» **Problem description**
Rewrite the data from the line with "# test: pointer emits one marker per instance of the distant" up to and including the line with "x=345 y=166", changing "photograph" to "image" and leaving everything else as it is.
┄┄┄┄┄┄
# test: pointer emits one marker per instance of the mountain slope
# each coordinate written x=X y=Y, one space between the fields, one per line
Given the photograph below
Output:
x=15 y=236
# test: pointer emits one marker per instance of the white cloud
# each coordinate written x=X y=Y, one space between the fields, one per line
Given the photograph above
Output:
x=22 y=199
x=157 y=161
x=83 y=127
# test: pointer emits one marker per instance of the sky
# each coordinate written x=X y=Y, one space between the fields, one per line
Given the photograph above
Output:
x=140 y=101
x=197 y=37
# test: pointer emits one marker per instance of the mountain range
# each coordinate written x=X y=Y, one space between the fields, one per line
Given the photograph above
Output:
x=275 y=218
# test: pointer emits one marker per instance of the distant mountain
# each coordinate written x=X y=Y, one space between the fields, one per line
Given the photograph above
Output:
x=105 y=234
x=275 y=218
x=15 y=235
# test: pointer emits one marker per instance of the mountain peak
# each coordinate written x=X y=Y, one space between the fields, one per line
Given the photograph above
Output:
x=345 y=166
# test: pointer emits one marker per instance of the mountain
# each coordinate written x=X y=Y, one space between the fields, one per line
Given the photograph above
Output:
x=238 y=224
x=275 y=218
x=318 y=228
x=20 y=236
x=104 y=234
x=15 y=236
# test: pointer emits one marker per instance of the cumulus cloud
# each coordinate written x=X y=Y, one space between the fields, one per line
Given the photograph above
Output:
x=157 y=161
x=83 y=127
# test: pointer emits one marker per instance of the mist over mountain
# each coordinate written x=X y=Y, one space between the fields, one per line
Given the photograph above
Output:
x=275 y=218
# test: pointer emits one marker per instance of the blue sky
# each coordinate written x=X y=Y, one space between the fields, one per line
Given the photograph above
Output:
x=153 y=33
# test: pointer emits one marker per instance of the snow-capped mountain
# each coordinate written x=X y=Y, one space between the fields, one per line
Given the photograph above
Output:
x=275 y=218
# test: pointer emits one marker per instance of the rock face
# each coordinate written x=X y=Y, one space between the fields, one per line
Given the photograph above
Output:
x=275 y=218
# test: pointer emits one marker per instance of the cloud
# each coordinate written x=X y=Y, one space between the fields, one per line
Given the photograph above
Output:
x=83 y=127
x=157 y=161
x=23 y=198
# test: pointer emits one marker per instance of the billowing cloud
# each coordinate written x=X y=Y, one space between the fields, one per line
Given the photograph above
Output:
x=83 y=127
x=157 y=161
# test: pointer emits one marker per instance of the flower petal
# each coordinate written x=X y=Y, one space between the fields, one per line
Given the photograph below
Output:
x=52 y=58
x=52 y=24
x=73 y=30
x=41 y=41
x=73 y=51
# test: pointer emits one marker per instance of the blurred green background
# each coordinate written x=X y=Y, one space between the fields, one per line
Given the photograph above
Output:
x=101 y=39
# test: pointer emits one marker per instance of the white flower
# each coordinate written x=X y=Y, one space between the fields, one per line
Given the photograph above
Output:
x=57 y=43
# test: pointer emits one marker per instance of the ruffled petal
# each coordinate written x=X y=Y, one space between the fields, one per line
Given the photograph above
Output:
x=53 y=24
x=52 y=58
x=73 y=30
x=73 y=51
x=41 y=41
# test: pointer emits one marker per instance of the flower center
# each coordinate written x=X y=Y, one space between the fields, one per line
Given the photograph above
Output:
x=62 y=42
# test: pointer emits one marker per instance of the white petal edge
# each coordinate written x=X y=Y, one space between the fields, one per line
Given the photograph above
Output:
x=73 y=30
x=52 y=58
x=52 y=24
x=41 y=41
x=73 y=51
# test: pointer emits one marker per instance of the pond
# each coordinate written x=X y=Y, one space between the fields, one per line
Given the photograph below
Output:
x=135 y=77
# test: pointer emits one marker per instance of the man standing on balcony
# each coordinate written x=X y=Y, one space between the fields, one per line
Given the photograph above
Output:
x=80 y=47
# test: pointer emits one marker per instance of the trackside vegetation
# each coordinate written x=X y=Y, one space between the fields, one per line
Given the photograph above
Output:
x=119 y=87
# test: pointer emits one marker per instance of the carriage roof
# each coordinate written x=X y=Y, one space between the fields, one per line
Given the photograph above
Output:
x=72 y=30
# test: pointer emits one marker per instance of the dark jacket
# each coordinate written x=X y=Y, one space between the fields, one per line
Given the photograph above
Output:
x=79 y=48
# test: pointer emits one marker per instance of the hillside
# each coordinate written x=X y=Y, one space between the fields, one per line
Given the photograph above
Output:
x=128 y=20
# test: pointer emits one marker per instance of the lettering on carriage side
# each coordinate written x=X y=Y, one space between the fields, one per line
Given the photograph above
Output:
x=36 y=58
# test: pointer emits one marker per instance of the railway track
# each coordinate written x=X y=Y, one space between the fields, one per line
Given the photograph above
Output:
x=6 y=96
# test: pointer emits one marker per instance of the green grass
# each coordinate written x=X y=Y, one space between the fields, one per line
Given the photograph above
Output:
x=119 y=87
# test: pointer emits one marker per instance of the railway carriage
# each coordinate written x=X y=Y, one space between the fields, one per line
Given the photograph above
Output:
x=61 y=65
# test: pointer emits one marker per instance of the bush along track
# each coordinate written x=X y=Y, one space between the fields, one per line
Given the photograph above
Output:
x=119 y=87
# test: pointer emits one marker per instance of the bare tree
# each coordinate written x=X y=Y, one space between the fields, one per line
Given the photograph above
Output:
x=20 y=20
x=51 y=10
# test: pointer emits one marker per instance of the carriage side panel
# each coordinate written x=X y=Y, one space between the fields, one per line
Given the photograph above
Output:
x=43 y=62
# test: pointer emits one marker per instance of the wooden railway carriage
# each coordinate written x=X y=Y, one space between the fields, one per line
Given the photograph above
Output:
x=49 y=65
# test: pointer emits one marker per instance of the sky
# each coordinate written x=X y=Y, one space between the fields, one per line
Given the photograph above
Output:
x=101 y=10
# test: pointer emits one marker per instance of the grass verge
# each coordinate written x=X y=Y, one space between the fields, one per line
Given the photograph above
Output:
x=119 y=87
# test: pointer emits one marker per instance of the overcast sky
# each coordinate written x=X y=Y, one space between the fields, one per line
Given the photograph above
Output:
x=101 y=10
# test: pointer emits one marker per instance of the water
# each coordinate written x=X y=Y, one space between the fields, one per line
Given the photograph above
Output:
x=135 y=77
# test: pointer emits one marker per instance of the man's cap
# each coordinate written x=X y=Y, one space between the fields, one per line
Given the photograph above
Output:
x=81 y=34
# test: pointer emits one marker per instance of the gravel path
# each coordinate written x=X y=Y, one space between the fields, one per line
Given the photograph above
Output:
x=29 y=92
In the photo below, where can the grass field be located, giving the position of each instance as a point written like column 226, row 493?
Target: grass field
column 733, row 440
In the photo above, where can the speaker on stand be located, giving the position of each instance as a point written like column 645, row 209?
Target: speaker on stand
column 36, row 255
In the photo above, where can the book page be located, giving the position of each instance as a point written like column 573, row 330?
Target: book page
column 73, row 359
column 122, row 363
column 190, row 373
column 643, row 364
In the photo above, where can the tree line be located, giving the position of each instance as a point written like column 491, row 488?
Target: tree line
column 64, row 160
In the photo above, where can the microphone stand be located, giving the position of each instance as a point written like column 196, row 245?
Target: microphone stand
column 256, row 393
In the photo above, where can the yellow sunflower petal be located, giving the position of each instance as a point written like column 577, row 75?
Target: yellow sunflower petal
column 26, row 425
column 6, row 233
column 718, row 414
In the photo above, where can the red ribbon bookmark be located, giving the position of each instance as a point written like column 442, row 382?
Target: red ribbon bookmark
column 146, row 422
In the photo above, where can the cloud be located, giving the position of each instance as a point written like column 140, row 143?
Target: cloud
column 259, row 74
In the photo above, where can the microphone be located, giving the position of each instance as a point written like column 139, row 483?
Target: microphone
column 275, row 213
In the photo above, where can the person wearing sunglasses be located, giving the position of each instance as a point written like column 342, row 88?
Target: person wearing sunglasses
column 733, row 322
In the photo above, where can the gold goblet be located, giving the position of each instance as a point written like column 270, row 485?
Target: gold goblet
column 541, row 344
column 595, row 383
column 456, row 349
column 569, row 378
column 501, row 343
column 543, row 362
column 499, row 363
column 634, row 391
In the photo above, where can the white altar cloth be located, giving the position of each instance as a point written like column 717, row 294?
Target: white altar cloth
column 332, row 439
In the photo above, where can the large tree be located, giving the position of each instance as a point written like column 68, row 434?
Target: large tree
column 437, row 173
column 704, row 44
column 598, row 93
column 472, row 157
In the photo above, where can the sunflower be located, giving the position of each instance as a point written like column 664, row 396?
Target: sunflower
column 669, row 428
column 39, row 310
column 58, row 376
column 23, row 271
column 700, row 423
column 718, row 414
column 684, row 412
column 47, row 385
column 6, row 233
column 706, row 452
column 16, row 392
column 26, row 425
┄┄┄┄┄┄
» **Expected answer**
# test: pointer emits one marker per instance of the distant mountain
# each coordinate written x=X y=Y, one space between the fields, one per line
Given the image above
Output:
x=105 y=234
x=275 y=218
x=15 y=235
# test: pointer emits one marker per instance of the mountain peak
# each coordinate written x=X y=Y, one space between the fields, one per line
Given the image above
Output:
x=345 y=166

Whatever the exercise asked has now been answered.